## RECORD EXTRACTS

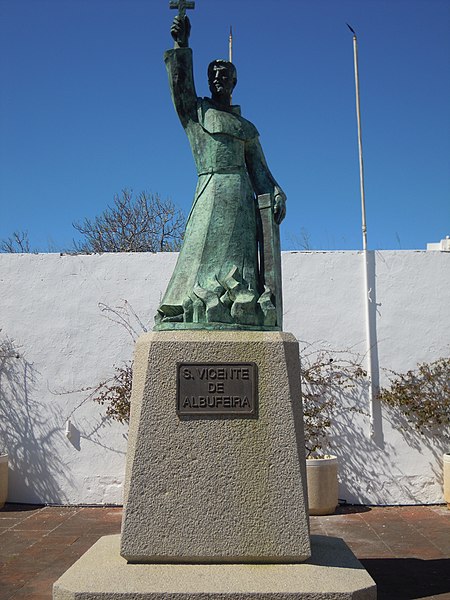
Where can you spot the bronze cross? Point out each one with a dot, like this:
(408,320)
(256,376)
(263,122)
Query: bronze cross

## YOUR OBJECTIVE
Return every line of the listing above word for word, leaving out the pictures.

## EXERCISE RESPONSE
Where can you spot the bronze cross? Point out each one with a dot, like this:
(408,320)
(256,376)
(263,122)
Query: bronze cross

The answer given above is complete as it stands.